[start of Stored data]

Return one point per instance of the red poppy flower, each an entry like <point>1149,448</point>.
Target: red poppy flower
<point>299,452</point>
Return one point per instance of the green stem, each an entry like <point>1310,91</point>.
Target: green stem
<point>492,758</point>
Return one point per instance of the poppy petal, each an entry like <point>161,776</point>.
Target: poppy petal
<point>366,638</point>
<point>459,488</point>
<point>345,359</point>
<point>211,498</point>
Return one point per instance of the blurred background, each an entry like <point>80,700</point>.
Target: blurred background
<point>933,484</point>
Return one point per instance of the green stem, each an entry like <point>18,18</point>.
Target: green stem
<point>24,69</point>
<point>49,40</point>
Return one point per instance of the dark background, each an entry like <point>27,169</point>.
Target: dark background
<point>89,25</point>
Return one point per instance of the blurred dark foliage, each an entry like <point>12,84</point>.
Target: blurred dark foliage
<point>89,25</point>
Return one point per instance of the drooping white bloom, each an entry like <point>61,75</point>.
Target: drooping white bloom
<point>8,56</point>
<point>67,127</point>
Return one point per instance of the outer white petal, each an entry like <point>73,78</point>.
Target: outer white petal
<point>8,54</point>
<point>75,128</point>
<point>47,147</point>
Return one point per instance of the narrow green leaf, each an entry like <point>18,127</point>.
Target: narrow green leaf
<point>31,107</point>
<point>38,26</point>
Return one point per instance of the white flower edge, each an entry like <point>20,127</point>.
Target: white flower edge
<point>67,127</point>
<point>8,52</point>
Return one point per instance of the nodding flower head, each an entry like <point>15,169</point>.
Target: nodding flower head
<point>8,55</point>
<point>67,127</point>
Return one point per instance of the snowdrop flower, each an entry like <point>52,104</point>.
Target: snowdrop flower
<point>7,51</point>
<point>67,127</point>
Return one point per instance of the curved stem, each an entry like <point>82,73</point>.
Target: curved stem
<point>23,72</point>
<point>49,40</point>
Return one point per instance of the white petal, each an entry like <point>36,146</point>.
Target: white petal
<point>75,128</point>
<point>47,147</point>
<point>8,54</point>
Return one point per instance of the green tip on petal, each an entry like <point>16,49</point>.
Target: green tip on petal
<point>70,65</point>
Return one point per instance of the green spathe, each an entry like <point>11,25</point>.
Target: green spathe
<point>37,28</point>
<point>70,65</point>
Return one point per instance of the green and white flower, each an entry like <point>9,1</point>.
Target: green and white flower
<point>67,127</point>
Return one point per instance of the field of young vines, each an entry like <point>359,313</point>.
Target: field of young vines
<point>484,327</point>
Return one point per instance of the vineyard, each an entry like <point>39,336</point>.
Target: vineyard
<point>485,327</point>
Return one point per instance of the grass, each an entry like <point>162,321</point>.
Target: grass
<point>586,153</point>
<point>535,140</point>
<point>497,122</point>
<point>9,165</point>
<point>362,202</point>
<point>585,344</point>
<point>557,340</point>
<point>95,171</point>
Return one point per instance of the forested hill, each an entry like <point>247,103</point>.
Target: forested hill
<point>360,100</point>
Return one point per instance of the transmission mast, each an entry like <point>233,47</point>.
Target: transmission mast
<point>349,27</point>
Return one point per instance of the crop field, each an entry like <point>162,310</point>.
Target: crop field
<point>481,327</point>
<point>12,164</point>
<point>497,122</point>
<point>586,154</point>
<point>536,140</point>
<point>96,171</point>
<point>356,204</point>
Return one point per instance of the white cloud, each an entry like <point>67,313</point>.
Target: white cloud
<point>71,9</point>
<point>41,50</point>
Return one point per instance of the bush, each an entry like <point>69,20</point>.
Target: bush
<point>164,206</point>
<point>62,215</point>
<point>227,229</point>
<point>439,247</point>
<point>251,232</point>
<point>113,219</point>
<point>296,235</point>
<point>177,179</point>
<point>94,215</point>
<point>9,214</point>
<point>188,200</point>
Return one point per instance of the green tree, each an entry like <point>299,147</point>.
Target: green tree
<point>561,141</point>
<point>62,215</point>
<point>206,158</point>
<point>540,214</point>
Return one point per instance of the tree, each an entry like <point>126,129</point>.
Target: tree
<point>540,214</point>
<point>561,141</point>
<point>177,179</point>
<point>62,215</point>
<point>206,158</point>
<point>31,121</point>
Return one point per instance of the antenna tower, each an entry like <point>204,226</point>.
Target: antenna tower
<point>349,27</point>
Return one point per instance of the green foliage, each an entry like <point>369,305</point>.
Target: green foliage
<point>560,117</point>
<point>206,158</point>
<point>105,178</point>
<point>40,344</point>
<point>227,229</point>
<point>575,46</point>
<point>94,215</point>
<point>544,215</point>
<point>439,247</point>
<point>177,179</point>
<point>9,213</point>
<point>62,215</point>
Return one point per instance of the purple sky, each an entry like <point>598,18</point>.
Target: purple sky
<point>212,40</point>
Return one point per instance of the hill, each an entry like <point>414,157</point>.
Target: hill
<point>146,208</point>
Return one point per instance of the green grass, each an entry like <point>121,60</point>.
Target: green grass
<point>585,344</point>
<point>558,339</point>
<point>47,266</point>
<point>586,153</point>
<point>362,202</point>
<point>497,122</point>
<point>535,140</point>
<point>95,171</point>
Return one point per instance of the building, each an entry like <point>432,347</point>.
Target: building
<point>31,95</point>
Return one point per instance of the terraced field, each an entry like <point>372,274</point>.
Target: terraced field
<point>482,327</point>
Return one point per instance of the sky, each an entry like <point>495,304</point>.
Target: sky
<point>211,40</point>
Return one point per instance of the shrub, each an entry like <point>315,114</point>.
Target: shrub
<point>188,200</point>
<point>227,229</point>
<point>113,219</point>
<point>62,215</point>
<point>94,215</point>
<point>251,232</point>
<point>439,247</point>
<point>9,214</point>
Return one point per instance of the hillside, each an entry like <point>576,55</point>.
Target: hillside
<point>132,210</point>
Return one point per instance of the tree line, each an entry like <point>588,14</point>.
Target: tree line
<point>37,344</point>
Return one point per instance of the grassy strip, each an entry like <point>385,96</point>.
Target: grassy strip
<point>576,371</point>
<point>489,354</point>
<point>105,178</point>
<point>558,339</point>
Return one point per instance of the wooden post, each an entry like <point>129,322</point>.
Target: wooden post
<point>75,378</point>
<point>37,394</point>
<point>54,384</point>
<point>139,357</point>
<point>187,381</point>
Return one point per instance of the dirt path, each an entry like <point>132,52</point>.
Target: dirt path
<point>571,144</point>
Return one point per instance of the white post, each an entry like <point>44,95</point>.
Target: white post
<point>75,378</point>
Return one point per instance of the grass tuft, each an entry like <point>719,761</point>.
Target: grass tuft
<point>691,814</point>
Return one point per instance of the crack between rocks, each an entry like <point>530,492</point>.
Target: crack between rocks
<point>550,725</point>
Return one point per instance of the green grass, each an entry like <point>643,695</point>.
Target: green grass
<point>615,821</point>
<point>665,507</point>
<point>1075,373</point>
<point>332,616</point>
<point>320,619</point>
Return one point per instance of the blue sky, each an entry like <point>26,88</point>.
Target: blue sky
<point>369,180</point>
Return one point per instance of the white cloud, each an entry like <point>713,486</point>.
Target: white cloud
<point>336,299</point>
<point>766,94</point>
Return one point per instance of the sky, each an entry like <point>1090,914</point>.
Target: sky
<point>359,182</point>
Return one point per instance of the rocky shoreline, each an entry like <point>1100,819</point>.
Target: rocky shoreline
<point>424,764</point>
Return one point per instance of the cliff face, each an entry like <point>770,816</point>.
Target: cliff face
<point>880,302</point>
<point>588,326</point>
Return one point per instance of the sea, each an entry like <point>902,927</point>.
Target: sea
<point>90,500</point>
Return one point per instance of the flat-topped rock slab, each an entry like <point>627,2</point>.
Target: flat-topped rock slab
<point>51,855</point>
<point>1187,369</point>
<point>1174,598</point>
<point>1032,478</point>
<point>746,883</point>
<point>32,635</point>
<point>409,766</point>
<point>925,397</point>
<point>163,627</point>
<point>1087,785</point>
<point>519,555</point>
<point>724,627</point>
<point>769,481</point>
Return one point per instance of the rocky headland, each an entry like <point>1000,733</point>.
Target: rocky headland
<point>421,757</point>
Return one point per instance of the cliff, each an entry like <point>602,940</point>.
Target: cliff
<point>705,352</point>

[end of Stored data]

*Written task*
Convert the material from the line with "Return one point per instance of the crack" to the line with "<point>359,182</point>", both of those lines included, into a JSON list of strings with one string per line and no blank lines.

*The completed task*
[
  "Return one point per instance of the crack between rocks, each an entry like <point>530,492</point>.",
  "Target: crack between rocks",
  "<point>550,725</point>",
  "Return one point per instance of the green grass, each an entry like <point>643,695</point>.",
  "Target: green grass",
  "<point>615,821</point>",
  "<point>665,507</point>",
  "<point>1075,373</point>",
  "<point>332,616</point>",
  "<point>320,619</point>",
  "Return one point per instance of the blue sky, each an entry like <point>26,88</point>.",
  "Target: blue sky",
  "<point>369,180</point>",
  "Return one point per instance of the white cloud, each an entry like <point>713,486</point>.",
  "Target: white cloud",
  "<point>336,299</point>",
  "<point>766,94</point>",
  "Return one point per instance of the sky, each an entry like <point>1090,914</point>.",
  "Target: sky",
  "<point>359,182</point>"
]